Materials provided –

⟨

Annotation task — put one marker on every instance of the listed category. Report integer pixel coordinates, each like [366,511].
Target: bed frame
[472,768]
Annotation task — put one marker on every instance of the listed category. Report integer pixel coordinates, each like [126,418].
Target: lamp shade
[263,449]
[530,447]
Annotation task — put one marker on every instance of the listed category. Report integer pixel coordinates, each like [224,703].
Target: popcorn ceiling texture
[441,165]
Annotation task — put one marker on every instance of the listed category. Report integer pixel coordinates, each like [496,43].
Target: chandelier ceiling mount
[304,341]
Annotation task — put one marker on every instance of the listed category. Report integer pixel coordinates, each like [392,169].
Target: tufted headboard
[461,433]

⟩

Can you reproduce all of the material above word for word, keeping every line and coordinate unchanged?

Solution to the exercise –
Annotation task — put one marker on every instance of the listed category. Report integer pixel coordinates, each like [366,511].
Target: bed frame
[472,768]
Annotation task — put one marker on every instance of the listed category. Report integer pixel coordinates, each like [126,418].
Target: lamp shade
[263,449]
[530,447]
Annotation task — put one marker on every instance of the listed category. Report integer pixel coordinates, each like [224,703].
Target: popcorn ceiling texture
[441,165]
Annotation task — put one marker on every instance of the listed category. Report integer pixel coordinates, each like [496,43].
Target: chandelier ceiling mount
[304,341]
Annotation task — put one marker on every instance of the listed category. Report integer pixel coordinates, each like [392,169].
Target: tufted headboard
[461,433]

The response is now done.